[Start SUPPLIED RECORDS]

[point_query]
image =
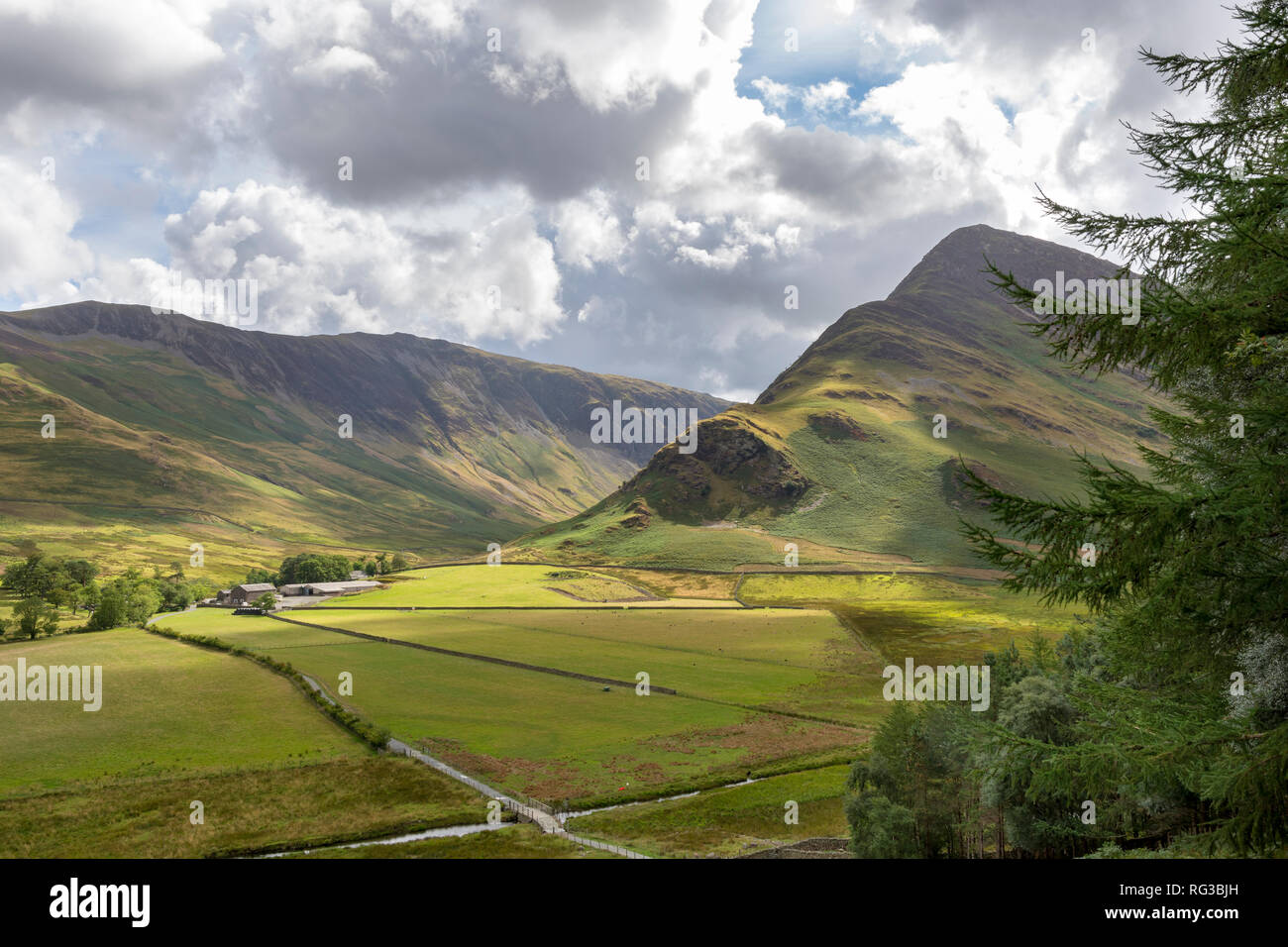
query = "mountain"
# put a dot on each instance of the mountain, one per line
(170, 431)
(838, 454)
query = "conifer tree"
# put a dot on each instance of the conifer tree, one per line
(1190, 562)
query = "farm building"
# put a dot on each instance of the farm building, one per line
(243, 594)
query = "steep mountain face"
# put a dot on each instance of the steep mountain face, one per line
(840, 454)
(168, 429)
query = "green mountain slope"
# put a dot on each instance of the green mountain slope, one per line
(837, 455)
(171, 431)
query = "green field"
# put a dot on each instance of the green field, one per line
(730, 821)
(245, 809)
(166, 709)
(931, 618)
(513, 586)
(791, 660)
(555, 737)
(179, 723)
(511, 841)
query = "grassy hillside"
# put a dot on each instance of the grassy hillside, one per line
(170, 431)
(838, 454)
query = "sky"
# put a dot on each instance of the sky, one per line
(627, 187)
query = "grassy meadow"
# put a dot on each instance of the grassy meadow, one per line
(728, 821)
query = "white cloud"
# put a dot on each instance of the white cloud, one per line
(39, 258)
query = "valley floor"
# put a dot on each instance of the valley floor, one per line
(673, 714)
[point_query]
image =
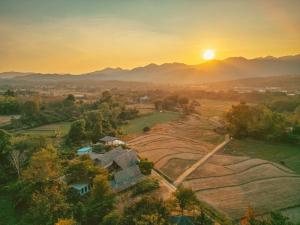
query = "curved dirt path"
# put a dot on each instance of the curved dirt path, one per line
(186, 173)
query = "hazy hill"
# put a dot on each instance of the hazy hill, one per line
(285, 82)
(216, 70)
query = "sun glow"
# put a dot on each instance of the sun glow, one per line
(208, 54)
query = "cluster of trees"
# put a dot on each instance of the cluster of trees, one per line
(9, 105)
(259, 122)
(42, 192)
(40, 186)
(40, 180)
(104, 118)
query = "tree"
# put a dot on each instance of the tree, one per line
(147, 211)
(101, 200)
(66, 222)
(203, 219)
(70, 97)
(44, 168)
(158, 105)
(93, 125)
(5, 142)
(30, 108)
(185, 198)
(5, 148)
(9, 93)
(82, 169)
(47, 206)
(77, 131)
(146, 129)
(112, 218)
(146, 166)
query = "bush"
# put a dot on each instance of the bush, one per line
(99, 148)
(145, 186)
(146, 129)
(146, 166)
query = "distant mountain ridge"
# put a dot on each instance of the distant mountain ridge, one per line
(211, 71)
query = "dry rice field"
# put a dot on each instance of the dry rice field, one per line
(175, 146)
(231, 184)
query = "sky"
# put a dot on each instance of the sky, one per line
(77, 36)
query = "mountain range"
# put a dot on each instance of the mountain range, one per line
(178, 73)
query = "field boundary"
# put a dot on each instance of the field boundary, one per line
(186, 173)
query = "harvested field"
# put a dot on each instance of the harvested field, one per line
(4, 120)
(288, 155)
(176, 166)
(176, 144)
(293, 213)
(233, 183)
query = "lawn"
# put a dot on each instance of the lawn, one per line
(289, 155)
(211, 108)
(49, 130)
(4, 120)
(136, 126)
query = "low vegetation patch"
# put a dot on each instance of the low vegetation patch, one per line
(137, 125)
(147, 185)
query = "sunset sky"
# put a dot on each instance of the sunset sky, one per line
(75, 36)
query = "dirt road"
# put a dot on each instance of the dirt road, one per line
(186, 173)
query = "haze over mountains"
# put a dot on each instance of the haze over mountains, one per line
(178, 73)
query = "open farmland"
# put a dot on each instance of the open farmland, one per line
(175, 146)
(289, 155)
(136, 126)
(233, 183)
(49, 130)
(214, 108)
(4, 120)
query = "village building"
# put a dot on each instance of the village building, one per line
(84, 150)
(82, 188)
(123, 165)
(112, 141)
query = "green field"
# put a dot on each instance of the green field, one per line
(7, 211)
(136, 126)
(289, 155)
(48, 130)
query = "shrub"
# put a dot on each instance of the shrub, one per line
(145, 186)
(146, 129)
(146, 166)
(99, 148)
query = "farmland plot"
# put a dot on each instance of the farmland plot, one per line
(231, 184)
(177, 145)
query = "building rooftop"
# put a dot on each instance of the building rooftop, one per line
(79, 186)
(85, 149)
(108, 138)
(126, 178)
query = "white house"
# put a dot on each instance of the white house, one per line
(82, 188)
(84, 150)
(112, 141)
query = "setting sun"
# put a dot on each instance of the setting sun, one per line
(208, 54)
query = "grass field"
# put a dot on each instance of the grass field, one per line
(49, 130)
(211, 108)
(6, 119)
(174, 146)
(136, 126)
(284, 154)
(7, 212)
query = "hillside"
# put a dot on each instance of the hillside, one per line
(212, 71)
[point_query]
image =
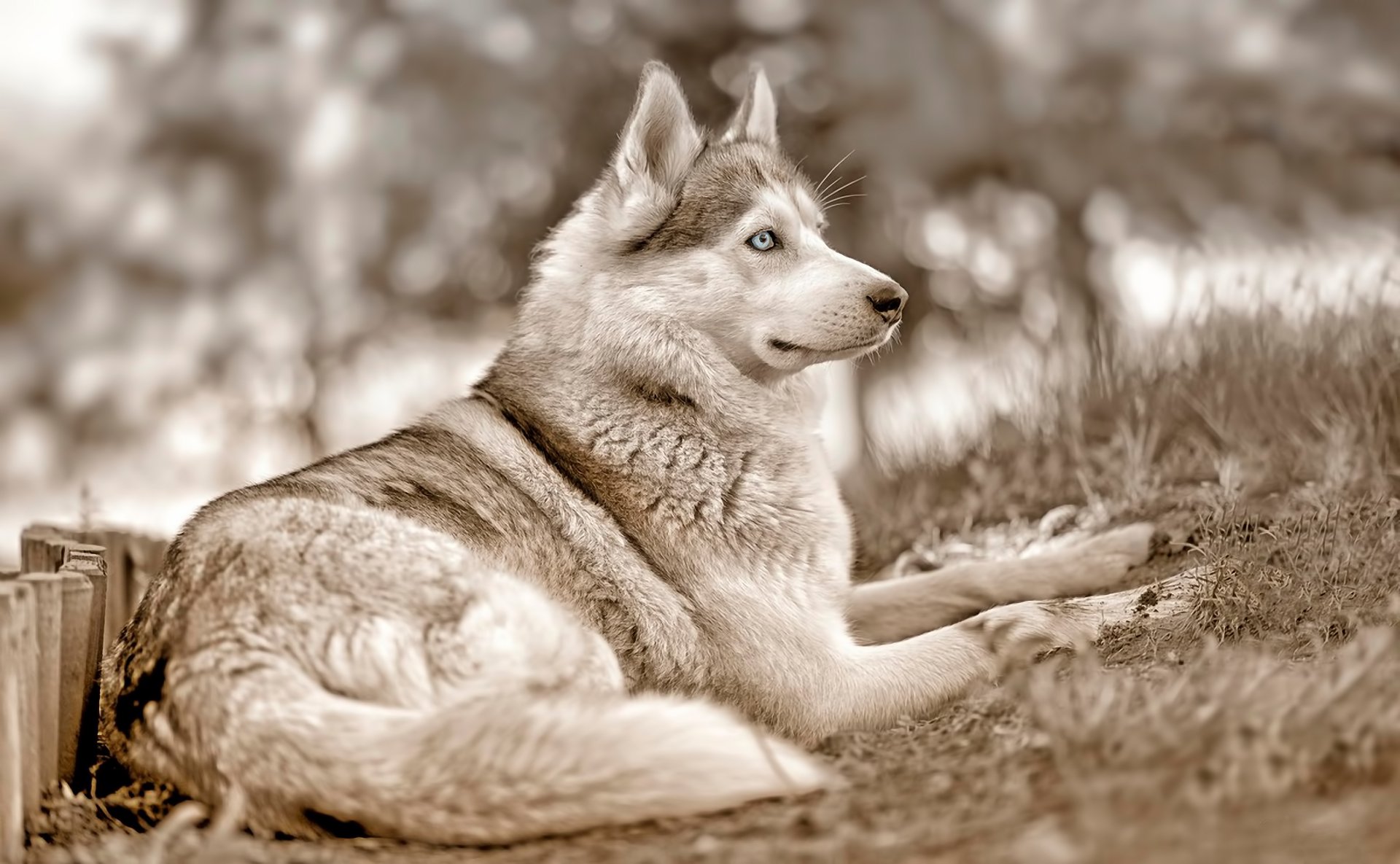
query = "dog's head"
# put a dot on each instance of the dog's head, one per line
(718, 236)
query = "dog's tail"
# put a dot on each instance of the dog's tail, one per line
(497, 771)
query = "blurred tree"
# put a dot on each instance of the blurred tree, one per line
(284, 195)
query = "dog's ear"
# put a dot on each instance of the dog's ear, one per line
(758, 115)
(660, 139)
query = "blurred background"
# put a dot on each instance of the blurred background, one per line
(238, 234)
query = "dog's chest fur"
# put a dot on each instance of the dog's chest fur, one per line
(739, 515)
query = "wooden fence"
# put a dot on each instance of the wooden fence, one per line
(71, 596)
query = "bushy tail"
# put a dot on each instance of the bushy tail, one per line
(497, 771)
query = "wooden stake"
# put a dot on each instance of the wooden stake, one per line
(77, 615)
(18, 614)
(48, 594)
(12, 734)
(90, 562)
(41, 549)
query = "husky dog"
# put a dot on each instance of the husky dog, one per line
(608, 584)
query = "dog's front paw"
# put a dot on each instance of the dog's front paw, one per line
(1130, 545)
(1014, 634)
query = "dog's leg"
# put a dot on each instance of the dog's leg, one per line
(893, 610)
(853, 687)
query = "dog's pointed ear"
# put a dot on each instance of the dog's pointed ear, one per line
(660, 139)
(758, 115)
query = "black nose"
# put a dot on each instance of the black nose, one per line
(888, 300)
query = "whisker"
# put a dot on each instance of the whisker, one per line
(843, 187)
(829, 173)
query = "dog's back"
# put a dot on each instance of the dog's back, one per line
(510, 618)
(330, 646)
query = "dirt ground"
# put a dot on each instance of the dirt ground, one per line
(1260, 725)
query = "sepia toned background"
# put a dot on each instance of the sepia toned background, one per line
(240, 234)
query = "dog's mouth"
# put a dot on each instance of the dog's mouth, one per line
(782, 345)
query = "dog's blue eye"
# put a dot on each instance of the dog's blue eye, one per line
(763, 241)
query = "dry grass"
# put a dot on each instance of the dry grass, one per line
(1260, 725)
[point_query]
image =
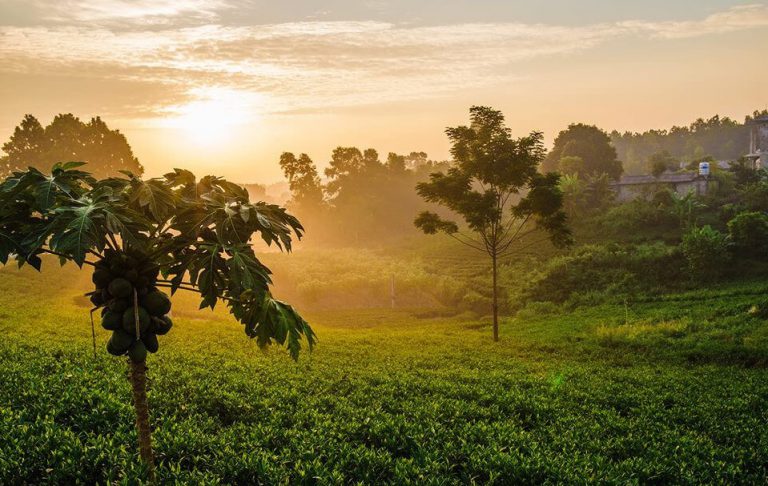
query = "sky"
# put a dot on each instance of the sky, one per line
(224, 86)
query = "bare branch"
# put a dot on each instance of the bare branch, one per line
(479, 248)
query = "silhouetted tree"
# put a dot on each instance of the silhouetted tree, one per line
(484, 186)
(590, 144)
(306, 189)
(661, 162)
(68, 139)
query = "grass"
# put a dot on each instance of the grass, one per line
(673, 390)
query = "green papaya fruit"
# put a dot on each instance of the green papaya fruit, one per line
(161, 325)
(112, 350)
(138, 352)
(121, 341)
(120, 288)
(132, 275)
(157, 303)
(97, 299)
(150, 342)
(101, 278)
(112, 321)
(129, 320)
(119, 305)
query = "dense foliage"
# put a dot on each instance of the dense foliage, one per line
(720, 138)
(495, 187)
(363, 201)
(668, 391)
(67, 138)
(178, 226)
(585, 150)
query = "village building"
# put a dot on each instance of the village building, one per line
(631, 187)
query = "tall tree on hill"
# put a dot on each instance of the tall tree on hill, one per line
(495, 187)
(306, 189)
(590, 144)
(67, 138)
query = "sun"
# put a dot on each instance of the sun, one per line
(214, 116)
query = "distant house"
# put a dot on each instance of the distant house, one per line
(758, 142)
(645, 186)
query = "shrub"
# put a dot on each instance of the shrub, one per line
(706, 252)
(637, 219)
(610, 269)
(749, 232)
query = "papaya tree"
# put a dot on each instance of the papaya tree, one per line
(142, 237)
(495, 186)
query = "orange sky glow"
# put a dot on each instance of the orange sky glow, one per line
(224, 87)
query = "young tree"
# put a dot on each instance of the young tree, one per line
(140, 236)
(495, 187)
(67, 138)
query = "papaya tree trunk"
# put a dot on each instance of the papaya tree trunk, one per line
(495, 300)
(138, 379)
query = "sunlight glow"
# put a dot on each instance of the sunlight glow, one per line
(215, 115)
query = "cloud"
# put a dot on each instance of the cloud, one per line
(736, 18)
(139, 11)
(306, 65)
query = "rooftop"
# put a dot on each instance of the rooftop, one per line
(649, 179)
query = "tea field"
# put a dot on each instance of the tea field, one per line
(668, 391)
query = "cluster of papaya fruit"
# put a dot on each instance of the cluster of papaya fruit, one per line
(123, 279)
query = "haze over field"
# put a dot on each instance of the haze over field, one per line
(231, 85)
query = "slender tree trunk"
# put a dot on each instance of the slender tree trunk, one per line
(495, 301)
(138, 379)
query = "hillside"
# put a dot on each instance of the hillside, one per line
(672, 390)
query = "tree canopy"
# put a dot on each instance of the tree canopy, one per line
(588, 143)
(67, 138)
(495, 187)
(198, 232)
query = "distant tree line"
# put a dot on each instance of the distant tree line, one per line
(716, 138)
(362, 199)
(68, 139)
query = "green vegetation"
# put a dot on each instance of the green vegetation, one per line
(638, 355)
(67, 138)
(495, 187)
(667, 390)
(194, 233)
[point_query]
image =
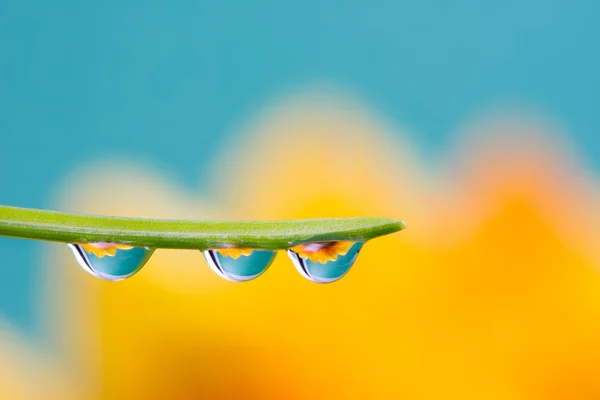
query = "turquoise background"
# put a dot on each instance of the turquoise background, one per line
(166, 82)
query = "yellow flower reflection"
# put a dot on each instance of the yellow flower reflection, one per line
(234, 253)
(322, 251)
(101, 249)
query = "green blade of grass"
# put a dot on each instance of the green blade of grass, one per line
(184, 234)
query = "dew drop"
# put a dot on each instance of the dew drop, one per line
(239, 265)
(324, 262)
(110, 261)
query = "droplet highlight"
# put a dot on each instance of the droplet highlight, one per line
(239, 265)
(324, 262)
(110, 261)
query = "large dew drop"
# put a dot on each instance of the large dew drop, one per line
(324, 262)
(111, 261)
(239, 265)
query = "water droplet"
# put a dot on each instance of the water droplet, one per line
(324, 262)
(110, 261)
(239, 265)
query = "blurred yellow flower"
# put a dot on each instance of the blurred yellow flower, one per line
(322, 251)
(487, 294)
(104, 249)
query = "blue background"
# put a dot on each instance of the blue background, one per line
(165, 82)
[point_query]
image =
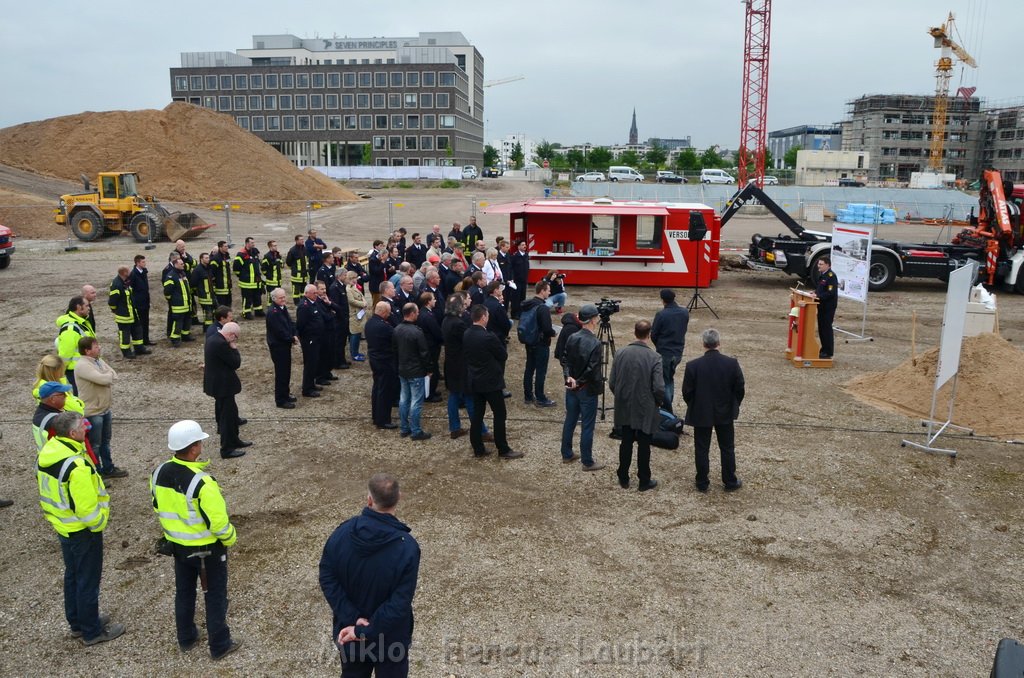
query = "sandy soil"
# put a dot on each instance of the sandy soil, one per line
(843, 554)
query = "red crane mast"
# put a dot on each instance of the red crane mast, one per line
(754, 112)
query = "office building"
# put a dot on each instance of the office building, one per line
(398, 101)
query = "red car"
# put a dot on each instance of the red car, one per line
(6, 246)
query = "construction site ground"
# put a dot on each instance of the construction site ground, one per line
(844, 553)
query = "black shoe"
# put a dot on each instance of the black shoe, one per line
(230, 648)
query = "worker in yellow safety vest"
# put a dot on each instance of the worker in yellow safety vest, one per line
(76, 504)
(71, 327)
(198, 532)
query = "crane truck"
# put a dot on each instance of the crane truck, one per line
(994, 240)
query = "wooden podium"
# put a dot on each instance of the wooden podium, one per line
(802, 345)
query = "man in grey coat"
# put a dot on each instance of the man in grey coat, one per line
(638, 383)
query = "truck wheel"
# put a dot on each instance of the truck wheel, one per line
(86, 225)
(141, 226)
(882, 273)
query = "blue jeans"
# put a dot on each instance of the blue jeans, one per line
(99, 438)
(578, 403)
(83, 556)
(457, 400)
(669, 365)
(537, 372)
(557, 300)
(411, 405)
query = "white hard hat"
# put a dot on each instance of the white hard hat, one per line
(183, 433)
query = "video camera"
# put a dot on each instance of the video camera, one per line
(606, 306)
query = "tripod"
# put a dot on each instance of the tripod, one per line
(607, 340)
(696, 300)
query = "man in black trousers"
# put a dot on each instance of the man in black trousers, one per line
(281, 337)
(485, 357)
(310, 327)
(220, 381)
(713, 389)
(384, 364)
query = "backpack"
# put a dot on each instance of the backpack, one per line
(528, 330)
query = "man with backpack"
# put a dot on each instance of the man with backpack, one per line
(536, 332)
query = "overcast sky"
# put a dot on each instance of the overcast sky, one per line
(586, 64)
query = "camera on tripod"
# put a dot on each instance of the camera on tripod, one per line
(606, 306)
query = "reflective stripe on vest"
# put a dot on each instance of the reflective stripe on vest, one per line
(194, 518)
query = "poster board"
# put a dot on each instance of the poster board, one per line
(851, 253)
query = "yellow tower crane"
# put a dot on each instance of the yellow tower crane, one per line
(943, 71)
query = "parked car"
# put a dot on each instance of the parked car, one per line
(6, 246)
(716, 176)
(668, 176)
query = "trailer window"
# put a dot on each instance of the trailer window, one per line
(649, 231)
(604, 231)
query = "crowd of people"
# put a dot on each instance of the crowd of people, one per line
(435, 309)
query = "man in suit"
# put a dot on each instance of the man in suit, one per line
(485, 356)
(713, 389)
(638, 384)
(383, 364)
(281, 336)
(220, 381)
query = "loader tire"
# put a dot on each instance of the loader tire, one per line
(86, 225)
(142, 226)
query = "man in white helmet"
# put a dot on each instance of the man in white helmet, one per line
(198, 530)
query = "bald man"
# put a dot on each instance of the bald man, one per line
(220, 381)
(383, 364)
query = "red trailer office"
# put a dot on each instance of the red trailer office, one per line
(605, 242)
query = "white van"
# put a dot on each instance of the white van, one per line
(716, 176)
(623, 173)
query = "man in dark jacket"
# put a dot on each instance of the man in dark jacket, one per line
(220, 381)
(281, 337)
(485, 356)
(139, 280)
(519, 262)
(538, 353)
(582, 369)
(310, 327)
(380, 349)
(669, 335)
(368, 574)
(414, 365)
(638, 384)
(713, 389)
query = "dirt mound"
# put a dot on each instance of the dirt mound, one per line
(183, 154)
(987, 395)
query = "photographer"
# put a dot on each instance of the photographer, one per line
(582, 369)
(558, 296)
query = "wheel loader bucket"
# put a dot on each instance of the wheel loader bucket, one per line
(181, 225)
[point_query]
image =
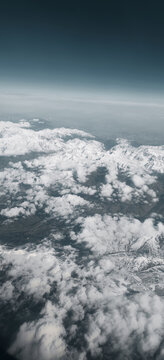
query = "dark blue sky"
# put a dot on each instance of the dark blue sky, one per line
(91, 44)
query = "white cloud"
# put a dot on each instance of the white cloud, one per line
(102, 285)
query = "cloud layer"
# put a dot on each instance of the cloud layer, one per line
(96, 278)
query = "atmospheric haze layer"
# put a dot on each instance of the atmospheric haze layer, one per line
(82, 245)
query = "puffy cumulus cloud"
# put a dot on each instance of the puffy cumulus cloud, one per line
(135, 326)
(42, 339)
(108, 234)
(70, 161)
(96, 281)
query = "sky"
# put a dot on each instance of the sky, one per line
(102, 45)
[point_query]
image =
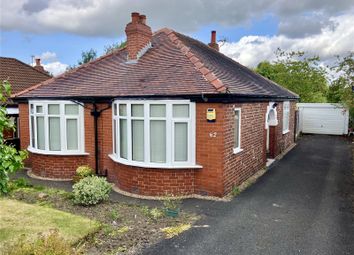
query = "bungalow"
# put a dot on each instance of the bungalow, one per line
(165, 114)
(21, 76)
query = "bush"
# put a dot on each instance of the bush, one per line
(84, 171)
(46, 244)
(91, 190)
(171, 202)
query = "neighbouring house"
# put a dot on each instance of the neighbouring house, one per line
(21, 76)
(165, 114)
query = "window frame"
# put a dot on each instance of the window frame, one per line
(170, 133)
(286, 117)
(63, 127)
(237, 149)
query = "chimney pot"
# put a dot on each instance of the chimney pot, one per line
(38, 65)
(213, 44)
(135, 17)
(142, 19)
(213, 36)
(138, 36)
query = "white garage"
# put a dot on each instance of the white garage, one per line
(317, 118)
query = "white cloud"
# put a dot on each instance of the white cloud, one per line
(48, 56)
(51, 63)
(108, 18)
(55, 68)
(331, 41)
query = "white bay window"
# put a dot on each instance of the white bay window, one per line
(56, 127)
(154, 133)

[End SUPPLIED RECORDS]

THE PROBLEM:
How many lines of the items above contain the word "window"? Case counts, so match it only with the same capitals. Reply with the number alone.

RESPONSE:
6